§ Task statement:
Copy out the lines below word for word, starting at the line that contains "Where can the person walking" and ending at the line that contains "point(394, 410)", with both of those lines included.

§ Source data:
###

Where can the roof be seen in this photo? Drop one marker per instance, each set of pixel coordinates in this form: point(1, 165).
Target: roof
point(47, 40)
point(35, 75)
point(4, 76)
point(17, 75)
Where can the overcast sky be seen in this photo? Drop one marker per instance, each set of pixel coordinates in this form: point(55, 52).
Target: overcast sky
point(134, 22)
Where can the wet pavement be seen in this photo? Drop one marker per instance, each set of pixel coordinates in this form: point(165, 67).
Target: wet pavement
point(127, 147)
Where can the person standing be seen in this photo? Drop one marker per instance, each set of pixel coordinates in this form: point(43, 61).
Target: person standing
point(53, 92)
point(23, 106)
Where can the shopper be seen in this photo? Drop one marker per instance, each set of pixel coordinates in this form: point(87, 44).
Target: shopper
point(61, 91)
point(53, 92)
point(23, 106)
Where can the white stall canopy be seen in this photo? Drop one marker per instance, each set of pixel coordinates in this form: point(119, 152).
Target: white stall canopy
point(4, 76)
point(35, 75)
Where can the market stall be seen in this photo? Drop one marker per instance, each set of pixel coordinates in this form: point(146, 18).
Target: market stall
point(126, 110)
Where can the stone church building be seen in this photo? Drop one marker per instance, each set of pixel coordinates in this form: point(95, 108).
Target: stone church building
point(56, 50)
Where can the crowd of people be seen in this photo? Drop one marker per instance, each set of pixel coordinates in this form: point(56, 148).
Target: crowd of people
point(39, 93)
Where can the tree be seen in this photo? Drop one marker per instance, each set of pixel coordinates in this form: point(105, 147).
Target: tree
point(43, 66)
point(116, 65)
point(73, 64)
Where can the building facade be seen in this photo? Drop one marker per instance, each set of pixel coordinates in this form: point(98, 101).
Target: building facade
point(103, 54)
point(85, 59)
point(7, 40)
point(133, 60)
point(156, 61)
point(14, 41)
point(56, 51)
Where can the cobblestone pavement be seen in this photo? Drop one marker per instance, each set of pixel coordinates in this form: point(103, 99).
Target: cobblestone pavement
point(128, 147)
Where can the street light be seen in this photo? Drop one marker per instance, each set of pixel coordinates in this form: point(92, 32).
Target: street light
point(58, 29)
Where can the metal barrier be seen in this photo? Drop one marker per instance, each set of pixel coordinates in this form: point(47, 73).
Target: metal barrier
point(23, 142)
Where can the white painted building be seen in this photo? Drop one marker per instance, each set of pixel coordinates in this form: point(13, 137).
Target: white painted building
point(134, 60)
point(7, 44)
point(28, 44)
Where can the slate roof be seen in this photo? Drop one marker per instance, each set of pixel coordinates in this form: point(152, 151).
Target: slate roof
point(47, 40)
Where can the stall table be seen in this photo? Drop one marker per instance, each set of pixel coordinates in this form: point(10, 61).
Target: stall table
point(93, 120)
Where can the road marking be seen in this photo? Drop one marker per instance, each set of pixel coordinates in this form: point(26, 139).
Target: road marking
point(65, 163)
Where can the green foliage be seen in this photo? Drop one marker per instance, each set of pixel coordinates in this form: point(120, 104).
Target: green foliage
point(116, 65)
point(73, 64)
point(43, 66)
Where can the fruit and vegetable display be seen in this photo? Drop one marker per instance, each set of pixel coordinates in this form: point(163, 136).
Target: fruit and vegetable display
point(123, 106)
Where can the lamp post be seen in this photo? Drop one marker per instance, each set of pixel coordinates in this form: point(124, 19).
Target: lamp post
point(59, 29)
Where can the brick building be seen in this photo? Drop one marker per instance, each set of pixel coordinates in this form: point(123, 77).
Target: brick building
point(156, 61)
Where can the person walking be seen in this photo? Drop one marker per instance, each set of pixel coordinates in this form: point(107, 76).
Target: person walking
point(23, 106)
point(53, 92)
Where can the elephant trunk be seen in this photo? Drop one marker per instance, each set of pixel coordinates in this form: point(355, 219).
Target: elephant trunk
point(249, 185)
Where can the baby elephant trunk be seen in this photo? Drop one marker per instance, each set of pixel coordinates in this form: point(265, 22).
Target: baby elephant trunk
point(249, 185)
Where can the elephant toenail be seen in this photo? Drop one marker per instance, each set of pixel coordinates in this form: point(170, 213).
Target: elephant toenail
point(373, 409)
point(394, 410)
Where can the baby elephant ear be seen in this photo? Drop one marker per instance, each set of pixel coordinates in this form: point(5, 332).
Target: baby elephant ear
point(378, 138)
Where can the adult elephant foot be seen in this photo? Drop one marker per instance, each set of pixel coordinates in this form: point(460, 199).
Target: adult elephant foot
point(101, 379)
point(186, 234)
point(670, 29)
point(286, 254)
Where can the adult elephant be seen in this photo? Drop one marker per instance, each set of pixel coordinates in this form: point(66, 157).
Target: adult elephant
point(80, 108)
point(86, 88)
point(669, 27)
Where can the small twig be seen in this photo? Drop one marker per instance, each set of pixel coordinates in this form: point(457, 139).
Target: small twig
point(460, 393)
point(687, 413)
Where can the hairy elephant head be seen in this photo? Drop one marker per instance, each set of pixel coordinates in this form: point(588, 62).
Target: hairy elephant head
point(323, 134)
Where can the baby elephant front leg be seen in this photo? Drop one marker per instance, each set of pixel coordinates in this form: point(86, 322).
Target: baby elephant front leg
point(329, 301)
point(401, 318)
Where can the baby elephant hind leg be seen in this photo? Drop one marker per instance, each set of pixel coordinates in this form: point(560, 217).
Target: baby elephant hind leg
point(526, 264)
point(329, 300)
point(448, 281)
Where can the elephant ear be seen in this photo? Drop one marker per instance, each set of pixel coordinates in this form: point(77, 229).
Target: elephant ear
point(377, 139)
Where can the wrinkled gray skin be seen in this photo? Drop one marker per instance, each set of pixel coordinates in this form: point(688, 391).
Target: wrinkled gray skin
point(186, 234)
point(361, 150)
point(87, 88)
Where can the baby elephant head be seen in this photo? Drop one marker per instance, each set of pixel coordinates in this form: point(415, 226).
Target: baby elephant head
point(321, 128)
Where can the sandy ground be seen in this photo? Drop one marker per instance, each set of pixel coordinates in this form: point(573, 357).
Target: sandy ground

###

§ Full solution:
Where can the person walking be seen in this photo? Drop one marker per instance, each set of pixel coordinates in this form: point(107, 76).
Target: person walking
point(23, 106)
point(53, 92)
Where can the elephant trunk be seen in this photo? Drop one marker per instance, each set of pixel coordinates in this form: point(355, 219).
Target: elephant trunk
point(249, 185)
Where can the baby elephant trunk be seen in this photo? Drop one marker per instance, each set of pixel coordinates in this form: point(265, 22).
Target: baby elephant trunk
point(249, 185)
Where can the elephant toenail be seen in this photo? Drop one marker per instance, each set of pixel coordinates in this form: point(170, 213).
Target: elephant toenail
point(373, 409)
point(394, 410)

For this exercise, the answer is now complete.